### WHAT YOU WILL DO
Locate each line with the string "small" in the listing below and copy it.

### INPUT DATA

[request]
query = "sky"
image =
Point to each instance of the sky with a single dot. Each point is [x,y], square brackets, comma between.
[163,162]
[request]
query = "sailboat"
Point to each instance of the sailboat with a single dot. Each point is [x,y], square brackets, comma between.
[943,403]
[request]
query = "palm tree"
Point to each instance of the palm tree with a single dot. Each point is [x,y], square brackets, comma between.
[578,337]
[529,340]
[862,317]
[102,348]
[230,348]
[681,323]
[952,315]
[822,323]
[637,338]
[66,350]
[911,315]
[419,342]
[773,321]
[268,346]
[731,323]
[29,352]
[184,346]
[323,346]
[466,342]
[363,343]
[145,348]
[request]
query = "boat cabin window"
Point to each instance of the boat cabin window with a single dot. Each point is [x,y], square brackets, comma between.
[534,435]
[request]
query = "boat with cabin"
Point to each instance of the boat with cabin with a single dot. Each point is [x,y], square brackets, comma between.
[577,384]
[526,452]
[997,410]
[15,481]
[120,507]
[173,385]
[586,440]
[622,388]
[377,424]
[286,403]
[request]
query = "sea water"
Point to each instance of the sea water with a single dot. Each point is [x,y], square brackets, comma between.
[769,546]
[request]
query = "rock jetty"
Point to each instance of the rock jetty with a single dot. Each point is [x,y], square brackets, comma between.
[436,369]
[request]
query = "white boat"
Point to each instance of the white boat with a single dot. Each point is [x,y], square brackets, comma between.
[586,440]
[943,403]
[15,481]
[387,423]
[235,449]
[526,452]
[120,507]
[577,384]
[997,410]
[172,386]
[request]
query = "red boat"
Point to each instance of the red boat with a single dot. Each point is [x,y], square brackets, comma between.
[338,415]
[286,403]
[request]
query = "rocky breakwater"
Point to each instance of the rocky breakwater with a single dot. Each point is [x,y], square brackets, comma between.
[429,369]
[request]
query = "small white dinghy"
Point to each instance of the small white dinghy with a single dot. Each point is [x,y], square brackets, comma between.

### OUTPUT BELOW
query = "small white dinghy"
Point to each instance of the small white dinghy with a single dot. Each point is [x,y], square brackets, comma between.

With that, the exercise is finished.